=== Record set ===
***
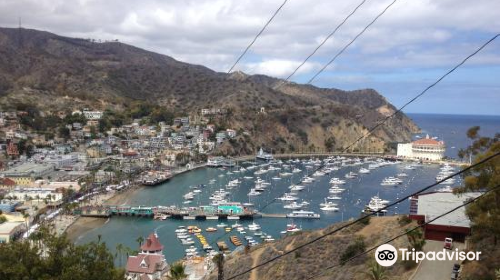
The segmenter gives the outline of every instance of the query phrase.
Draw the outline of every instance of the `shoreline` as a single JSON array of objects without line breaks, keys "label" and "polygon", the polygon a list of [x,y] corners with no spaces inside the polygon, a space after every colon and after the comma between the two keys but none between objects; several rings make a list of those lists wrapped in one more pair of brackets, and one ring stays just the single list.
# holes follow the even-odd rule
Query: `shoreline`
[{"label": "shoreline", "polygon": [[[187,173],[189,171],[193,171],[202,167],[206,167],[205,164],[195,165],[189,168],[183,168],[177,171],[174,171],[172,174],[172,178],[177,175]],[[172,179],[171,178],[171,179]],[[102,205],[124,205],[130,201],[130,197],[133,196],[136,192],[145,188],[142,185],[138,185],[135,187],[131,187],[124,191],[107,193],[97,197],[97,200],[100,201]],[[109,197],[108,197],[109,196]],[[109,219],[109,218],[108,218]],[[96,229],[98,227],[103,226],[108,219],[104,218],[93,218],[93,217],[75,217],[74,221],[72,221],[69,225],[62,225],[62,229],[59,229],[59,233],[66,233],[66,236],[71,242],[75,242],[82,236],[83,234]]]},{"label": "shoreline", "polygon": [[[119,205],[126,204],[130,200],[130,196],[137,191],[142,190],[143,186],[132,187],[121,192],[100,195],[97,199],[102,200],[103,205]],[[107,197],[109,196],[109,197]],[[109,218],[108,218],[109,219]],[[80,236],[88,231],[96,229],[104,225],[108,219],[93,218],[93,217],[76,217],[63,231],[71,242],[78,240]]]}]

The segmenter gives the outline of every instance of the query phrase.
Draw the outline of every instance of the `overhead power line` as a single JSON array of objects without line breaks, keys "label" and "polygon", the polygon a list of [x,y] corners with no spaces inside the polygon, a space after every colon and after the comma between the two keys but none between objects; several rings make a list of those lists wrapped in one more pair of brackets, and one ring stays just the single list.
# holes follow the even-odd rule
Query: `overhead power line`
***
=== Task to complete ===
When a line in the material above includes "stays", report that line by copying it.

=== Response area ===
Draw the outline of every instance of the `shoreline` as a single JSON array of objects without line breaks, keys "label" and "polygon", the polygon a list of [x,y] corners with no spaces inside the polygon, a space after every colon and after the comma between the two keys but none between objects; several rings make a list of those lists wrapped in one more pair of brackets, and one ring stays just the single list.
Draw the outline of every instance of the `overhead power line` as a single JSON array of objects without line breaks, keys "label" and "polygon", the polygon a list of [x,y] corners with no spaces inside the polygon, a space after every colon and after the comma between the two keys but none between objects; several rings make a list of those lists wrapped in one more pair of brackets, and one ring stays just the single list.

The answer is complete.